Era
una semplice chiacchierata, ma immediatamente è diventata qualcosa di indimenticabile.
Non
dimenticare serve affinché non vengano mai più commesse ignobili persecuzioni e
non svanisca nel nulla il ricordo di queste vittime, ecco perché scegliamo di
raccontarvi questa chiacchierata.
Era
dunque il 7 Aprile di ben due anni fa quando, giunto in una piazza di un
altopiano cinquecentesco, notai l’indelebile pietra su cui era inciso il
ricordo di ben 51 vittime del nazismo e lì trucidate nel 1944, non a caso
veniva dedicata loro tale piazza.
Mi
bastò allora voltare lo sguardo per notare un ottantenne ormai piegato su se
stesso, a causa di quegli anni che pesano ogni giorno sempre più marcatamente,
ma che, oggi come allora, ricorda benissimo il volto del padre trucidato su
quella piazza.
A
volerlo uccidere, a suo dire, fu la Cesaretti, giovane amante di un ufficiale
tedesco, la quale guidò i tedeschi che occuparono la zona.
Invero,
la morte si fece strada attraverso l’odio immotivato che tale donna nutriva
verso il suo popolo e che andava a braccetto con la follia nazista.
Bastarono
poche ore per permettere alle milizie tedesche di rastrellare il paese e
portare via anche quei giovani uomini sfuggiti al massacro.
Fu
così che iniziò il peggio per Orlando allora innocente quattordicenne.
Ebbene
Orlando in quella operazione militare che lo vide prigioniero ebbe solo una
colpa: essere troppo alto per un ragazzino della sua età tanto da non
convincere gli ufficiali delle S.S. che fosse minorenne e pertanto non poter
essere strappato via dall’amore della madre.

|---|

* _Compiti_
- A) Rispondi a queste domande sul racconto sulla strage del 1944, una per riga:
(i) In quale giorno e mese chi racconta giunse nella piazza?
(ii) Quante vittime ricorda la pietra e in quale anno furono trucidate?
(iii) Quanti anni aveva Orlando quando iniziò il peggio per lui?
- B) Prosegui il racconto sulla strage del 1944 partendo subito dopo la sua ultima frase.
I record provengono da una fonte diversa dal racconto sulla strage del 1944.

|---|

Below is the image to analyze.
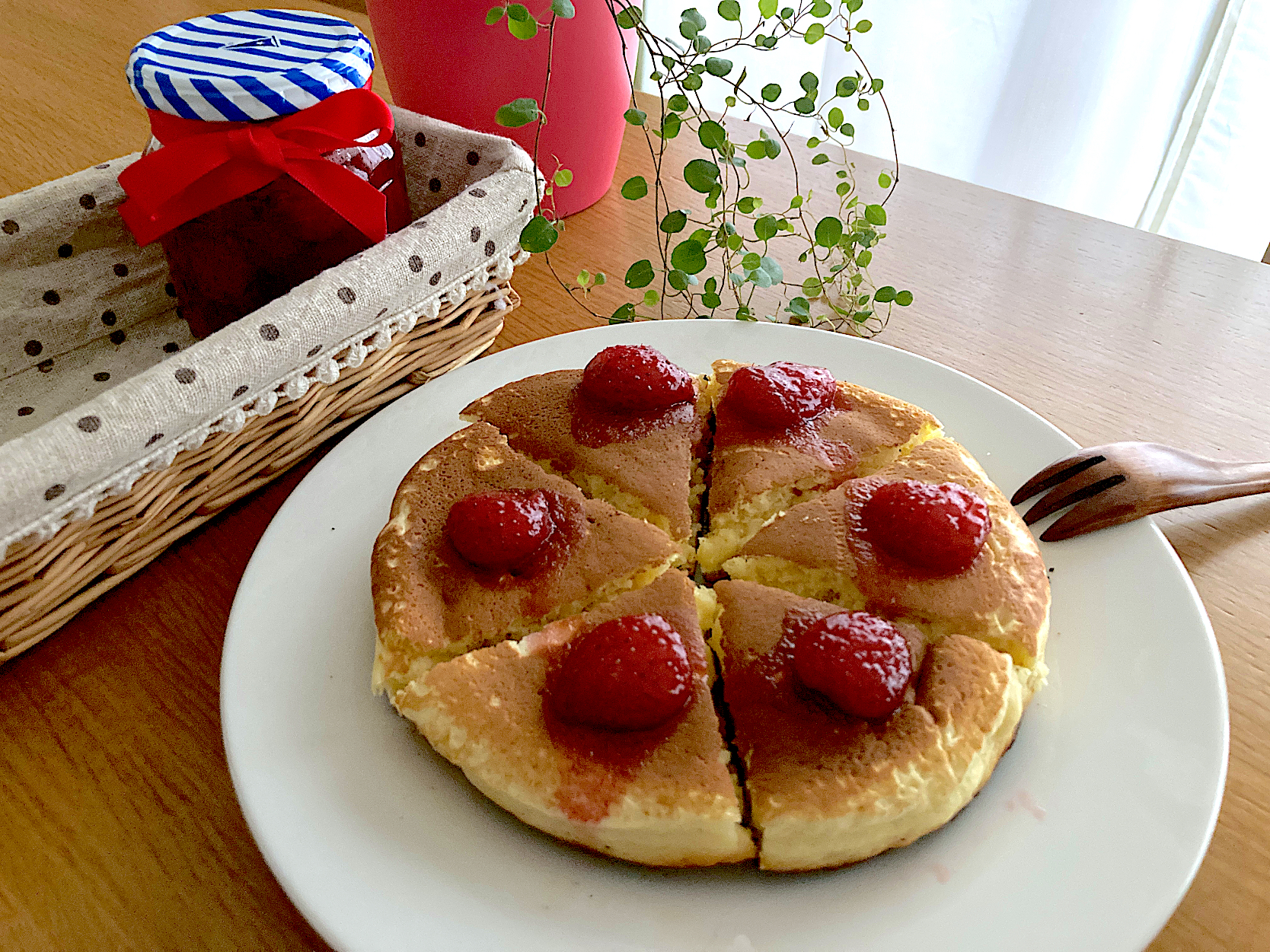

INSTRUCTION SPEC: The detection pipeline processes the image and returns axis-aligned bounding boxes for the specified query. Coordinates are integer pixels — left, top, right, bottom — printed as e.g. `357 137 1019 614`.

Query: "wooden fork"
1010 443 1270 542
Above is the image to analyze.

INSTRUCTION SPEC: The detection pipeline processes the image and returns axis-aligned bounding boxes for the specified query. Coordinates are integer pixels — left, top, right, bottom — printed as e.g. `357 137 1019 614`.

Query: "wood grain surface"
0 0 1270 952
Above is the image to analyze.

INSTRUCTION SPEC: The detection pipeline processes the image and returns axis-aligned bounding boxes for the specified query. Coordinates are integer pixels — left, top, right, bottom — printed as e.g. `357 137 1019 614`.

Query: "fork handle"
1169 462 1270 508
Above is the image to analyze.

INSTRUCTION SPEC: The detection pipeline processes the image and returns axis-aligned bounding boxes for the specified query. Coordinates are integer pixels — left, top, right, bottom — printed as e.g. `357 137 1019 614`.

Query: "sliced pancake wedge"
399 570 755 866
461 369 710 565
371 422 681 698
697 361 940 575
724 438 1049 688
713 581 1026 871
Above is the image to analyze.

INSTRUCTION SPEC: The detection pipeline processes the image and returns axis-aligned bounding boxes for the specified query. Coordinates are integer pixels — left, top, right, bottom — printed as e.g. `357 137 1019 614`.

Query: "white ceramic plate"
221 321 1228 952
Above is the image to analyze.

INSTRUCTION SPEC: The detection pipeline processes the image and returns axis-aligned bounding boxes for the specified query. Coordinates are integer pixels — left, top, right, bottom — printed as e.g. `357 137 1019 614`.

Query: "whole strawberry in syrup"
579 344 697 412
547 614 692 731
794 612 913 717
860 480 992 575
445 489 557 572
724 361 837 430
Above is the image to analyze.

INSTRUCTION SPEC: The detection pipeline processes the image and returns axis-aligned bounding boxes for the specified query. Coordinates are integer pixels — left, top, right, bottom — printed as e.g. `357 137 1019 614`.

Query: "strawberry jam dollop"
547 614 692 731
579 344 697 412
724 361 837 430
860 480 992 575
794 612 913 718
445 489 557 570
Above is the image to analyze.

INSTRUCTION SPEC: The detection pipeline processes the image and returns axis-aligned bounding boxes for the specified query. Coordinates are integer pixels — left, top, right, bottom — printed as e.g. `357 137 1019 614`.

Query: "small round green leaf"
608 304 635 323
507 15 538 40
494 97 538 129
658 209 688 235
697 119 728 150
521 215 560 254
622 175 648 202
671 239 706 274
626 258 653 288
683 159 719 194
815 215 842 247
865 205 886 224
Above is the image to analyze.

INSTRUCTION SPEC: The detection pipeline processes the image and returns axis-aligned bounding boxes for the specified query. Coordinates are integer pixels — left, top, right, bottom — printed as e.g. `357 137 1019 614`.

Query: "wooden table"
0 0 1270 952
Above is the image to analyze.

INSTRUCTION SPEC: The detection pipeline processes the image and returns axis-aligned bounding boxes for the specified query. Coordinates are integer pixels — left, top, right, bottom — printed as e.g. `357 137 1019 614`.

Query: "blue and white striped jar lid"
128 10 375 122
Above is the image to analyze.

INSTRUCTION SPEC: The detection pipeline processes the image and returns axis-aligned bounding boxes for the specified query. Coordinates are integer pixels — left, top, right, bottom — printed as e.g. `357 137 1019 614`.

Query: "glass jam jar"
120 10 410 338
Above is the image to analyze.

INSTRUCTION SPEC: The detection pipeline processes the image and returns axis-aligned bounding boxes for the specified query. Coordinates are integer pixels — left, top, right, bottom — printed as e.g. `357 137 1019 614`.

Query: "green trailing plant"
485 0 913 336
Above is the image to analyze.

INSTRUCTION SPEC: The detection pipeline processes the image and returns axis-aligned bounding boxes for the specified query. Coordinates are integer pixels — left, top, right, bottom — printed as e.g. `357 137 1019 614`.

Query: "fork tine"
1023 467 1125 526
1010 447 1106 505
1040 499 1142 542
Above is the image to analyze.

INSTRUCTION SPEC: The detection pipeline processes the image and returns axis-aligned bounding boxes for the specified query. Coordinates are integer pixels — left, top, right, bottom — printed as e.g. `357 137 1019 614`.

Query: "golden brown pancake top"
709 361 940 515
461 371 710 540
401 570 736 823
715 581 1010 824
740 439 1049 663
371 422 677 654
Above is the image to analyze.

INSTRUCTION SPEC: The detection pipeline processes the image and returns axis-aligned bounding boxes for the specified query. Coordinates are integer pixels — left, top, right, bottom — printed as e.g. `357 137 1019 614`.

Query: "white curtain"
645 0 1270 259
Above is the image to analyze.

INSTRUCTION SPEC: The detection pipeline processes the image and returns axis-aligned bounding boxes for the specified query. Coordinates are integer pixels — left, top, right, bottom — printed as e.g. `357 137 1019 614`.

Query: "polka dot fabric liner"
0 108 534 555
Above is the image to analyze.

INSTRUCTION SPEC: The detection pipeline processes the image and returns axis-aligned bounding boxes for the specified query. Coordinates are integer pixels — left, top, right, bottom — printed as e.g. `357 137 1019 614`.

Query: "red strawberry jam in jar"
120 10 410 338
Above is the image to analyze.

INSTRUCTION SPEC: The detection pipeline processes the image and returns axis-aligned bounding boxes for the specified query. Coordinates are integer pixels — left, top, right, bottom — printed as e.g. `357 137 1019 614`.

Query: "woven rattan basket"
0 110 534 661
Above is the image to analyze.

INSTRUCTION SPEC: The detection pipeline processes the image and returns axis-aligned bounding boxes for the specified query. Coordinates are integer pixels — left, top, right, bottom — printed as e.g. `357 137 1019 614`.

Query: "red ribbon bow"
120 89 392 245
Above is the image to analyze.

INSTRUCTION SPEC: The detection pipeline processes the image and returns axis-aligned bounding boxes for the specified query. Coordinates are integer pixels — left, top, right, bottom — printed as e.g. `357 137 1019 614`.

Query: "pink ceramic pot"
367 0 635 216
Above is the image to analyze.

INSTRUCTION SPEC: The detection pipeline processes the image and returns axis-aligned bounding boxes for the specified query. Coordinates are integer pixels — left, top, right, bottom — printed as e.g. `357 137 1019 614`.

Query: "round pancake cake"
371 346 1049 871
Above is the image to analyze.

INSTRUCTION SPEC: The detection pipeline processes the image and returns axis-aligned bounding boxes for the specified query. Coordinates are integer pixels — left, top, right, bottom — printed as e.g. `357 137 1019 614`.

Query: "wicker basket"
0 103 534 661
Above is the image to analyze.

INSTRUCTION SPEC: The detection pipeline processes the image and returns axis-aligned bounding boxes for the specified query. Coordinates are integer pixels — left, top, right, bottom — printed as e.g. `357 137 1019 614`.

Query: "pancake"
697 361 940 575
371 422 679 698
461 369 710 566
713 581 1026 871
397 570 755 866
724 438 1049 688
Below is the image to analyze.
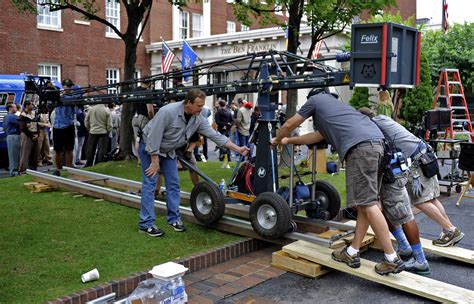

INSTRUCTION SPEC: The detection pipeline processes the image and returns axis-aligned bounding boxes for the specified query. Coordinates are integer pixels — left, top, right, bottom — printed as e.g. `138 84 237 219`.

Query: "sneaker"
397 248 413 261
168 221 186 232
331 246 360 268
138 225 165 237
433 228 464 247
405 258 431 275
375 255 405 275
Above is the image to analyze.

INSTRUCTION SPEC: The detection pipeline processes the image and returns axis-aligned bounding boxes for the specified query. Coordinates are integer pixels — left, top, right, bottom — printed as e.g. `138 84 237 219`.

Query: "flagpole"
160 36 183 64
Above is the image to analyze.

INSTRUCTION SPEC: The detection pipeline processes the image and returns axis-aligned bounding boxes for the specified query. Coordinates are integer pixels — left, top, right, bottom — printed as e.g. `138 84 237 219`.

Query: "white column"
202 0 211 37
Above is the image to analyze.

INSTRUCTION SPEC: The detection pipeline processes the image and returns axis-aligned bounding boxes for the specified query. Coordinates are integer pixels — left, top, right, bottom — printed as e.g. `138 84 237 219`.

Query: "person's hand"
238 146 250 156
145 162 160 177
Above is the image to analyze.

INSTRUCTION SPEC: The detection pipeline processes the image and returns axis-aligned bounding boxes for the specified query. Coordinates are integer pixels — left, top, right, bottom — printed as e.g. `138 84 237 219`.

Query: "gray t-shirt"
372 115 421 157
298 93 384 160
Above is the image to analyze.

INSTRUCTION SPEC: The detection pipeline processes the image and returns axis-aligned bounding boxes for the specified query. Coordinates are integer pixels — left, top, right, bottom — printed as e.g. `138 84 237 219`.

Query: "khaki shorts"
406 167 440 206
345 142 384 206
380 177 415 227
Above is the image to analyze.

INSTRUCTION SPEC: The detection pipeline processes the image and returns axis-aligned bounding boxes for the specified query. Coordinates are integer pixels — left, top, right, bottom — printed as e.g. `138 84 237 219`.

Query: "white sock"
385 252 397 262
346 246 359 256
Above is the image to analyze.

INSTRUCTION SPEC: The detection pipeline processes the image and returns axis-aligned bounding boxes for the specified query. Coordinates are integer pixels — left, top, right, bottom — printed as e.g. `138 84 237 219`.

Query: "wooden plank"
271 250 332 279
283 241 474 303
346 221 474 264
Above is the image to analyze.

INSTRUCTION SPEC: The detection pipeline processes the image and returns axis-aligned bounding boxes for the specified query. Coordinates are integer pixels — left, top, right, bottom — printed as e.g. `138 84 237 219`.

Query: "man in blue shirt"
5 103 20 176
53 79 76 176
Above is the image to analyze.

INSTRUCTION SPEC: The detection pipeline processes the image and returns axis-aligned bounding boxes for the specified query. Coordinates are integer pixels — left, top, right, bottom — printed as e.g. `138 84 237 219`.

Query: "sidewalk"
184 246 286 304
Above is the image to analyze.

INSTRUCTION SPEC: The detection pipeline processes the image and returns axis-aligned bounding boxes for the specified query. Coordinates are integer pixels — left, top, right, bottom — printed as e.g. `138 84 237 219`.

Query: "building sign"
219 42 277 56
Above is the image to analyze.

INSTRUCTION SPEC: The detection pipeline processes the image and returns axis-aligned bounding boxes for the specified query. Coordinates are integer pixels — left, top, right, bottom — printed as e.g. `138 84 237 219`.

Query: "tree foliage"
421 23 474 95
234 0 395 117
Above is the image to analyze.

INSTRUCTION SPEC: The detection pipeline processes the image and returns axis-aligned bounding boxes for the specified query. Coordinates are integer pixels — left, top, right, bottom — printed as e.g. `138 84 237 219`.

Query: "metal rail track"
27 168 338 247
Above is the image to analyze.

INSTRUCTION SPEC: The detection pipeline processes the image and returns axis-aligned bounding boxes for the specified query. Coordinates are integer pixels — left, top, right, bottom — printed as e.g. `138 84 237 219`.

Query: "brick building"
0 0 416 86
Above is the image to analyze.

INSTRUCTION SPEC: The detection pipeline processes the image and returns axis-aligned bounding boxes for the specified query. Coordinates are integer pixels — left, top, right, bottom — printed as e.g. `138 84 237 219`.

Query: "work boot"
375 255 405 275
433 228 464 247
331 246 360 268
405 258 431 275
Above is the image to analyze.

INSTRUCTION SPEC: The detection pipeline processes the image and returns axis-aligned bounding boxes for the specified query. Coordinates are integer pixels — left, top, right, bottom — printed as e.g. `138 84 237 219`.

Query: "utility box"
350 22 421 89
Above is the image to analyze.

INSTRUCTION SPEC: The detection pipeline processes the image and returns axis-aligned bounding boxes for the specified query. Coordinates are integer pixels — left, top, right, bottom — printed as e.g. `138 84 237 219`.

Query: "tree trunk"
120 37 137 159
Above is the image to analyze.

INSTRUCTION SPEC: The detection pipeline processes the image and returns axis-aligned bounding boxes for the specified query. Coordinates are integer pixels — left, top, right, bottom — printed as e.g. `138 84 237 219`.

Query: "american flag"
311 39 323 59
161 41 176 73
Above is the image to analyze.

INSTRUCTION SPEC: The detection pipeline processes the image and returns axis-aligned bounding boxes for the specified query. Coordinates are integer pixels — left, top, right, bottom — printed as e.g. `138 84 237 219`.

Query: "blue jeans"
138 142 181 229
7 134 20 176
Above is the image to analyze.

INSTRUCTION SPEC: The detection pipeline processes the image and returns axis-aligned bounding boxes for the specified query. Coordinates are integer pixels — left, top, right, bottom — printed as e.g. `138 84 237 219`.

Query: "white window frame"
105 68 120 94
105 0 120 38
227 21 236 33
38 63 61 83
178 10 189 40
36 0 62 31
193 13 204 38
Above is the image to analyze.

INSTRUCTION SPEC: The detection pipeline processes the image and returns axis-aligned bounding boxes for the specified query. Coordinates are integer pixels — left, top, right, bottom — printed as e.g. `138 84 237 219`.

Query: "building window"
106 69 120 94
179 11 189 39
38 63 61 83
105 0 120 35
227 21 235 33
36 0 61 29
193 14 202 38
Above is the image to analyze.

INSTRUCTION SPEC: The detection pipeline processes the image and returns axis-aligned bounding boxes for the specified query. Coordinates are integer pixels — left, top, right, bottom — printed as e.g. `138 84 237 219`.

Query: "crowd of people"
4 79 464 275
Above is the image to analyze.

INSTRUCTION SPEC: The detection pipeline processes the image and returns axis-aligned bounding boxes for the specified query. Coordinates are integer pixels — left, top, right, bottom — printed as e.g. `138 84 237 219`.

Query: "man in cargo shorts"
272 92 404 275
359 108 464 274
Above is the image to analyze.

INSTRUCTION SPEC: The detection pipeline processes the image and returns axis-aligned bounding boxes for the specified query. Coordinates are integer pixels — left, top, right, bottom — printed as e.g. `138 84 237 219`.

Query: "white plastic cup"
81 268 99 283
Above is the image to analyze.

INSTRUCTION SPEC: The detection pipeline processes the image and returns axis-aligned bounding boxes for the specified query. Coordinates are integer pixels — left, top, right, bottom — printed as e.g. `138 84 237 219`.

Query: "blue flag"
181 40 197 81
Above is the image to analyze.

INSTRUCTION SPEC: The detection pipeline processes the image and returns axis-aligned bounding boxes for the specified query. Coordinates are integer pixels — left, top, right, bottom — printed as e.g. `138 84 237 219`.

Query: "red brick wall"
0 1 150 85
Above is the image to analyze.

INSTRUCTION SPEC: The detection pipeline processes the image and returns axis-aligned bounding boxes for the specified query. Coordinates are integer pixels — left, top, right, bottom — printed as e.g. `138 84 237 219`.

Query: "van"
0 74 38 168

|---|

* _Soluzioni degli esercizi_
- A)
(i) Il 7 aprile.
(ii) 51 vittime, trucidate nel 1944.
(iii) Quattordici anni.

- B)
Immediatamente,
quei camion verde militare partirono dritti verso una direzione sconosciuta a
molti.
Ma
dopo ore di viaggio, improvvise urla tedesche gli fecero capire che era
arrivato il momento di scendere e camminare in fila poiché erano giunti a
Cinecittà.
Lasciando
emergere la storia direttamente dai suoi ricordi difficilmente si potrebbe
immaginare come nei luoghi dove ora si girano coreografie per reality, oltre
sessant’anni fa per quei corridoi alloggiavano profughi ed ebrei.
Orlando
in quei capannoni adibiti ad alloggi e divisi per religione o nazionalità ci
visse per ben otto interminabili mesi.
Nel
suo racconto pesano come macigni i ricordi di quella disperazione che lo portò
addirittura a cibarsi di cicoria selvatica cruda cresciuta, non si sa come,
sulla sterpaglia e a cercare di saziare la sua sete bevendo dalle pozzanghere
su cui camminavano i neri scarponi delle S.S.
I
pianti e le urla dei prigionieri che lentamente laceravano dentro se stessi il
desiderio di libertà soffocato a causa degli ordini del generale Herbert Kappler non potettero che rendere
sempre più ardua la sua sopravvivenza.
Persino
ad un quattordicenne lasciavano presagire qualcosa di orribile quegli ordini
imposti dalla Gestapo, tipo scavare ininterrottamente ampie fosse in via Ardeatina
insieme ad altri prigionieri, quelli erano giorni sempre più cupi per un
adolescente.
Lui
pur non essendo di religione ebraica insieme a migliaia di altre persone fu
costretto a restarci a lungo almeno fino a quando non arrivarono le milizie
americane.
Forse
ancora oggi non saprà spiegarsi il motivo di quella cattura.
Dentro
di sé però non cancellerà mai il ricordo di quel soldato austriaco disertore
diventato suo vicino di letto e da cui riceveva cibo che gli permettesse di
sopravvivere, forse perché, pur non parlando la sua lingua, fu l’unico a capire
che realmente si trattasse di un ragazzino spilungone.
Il
suo ritorno a casa, davvero miracoloso, durò oltre sette giorni di cammino.
Orlando
giura che ne avrebbe fatto il doppio se fosse stato necessario pur di tornare
nel suo luogo natale.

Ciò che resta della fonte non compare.